▶ **Source document**
BEGIN

When the first carton of French colonial reports that I was to sift through arrived on my desk at the Château de Vincennes, home of the French army’s historical archives, I thought the task before me was clear. I wanted to understand how colonial subjects came to form the nationalist movements that would confront the imperial state in the mid-twentieth century. I intended to extract information about nationalist protests in colonial Morocco from administrative and police reports and compile this information in a dataset that I would use to test hypotheses about the triggers of nationalist protest. It was a plan that I expected to be time consuming, particularly given the copious and meticulous documentation by French officials, but it was also, I thought, conceptually straightforward.

END

▶ **Data listing**
BEGIN

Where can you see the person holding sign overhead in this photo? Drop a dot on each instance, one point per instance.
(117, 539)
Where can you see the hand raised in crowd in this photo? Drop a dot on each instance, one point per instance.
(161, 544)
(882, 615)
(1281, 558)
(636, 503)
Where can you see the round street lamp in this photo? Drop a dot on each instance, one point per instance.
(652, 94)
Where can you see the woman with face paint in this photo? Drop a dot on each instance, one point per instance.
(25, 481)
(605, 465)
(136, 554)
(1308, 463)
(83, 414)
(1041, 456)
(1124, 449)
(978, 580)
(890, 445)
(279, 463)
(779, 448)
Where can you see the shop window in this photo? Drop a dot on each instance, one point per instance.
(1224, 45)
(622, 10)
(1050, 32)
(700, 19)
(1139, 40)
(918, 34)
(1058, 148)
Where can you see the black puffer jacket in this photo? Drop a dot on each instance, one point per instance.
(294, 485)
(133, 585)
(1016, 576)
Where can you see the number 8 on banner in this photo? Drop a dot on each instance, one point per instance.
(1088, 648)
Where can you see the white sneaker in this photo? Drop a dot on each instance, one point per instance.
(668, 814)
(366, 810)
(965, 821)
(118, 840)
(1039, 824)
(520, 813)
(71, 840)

END

▶ **Task instructions**
- 1) From the archives passage, extract the stretch from "When the first" through "thought, conceptually straightforward.".
- 2) According to the archives passage, what place is home to the French army's historical archives?

▶ **Set of answers**
- 1)
When the first carton of French colonial reports that I was to sift through arrived on my desk at the Château de Vincennes, home of the French army’s historical archives, I thought the task before me was clear. I wanted to understand how colonial subjects came to form the nationalist movements that would confront the imperial state in the mid-twentieth century. I intended to extract information about nationalist protests in colonial Morocco from administrative and police reports and compile this information in a dataset that I would use to test hypotheses about the triggers of nationalist protest. It was a plan that I expected to be time consuming, particularly given the copious and meticulous documentation by French officials, but it was also, I thought, conceptually straightforward.

- 2) The Château de Vincennes.